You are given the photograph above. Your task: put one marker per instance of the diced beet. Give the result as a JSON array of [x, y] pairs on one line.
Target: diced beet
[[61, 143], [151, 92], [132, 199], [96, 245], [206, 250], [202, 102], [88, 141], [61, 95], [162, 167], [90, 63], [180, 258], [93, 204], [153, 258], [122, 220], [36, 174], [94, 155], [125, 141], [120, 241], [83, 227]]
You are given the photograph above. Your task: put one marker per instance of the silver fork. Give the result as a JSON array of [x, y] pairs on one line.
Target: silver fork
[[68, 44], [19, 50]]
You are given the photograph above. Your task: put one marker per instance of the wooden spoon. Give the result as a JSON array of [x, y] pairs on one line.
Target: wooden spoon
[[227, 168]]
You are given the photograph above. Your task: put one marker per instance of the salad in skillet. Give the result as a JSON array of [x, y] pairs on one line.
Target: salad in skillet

--

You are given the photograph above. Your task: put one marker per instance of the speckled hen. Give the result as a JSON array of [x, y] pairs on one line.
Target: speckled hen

_How to complete this task:_ What is needed is a verbatim copy of every line in the records above from the one containing "of the diced" down to the one containing "Target: salad in skillet", both included, and nothing more.

_Result:_
You are given the photograph above. Your task: put one marker per instance of the diced beet. Give the result as a JSON array of [x, y] pairs on one line.
Target: diced beet
[[61, 143], [151, 92], [132, 199], [96, 245], [206, 250], [202, 102], [88, 141], [61, 95], [162, 167], [90, 63], [180, 258], [93, 204], [153, 258], [122, 220], [36, 174], [94, 155], [125, 141], [120, 241], [83, 227]]
You are given the photograph above. Your task: put one marker per instance of the silver fork. Give the result as a JSON array of [x, y] pairs on one line.
Target: silver fork
[[68, 44], [19, 50]]
You are given the photograph above. Your task: put one marker per instance of the wooden spoon. Give the result as a JSON array of [x, y] pairs on one line.
Target: wooden spoon
[[227, 168]]
You are given the photograph above. Your task: put one marker per instance of the salad in skillet. Give the result as a JSON array of [x, y] pairs on one line.
Target: salad in skillet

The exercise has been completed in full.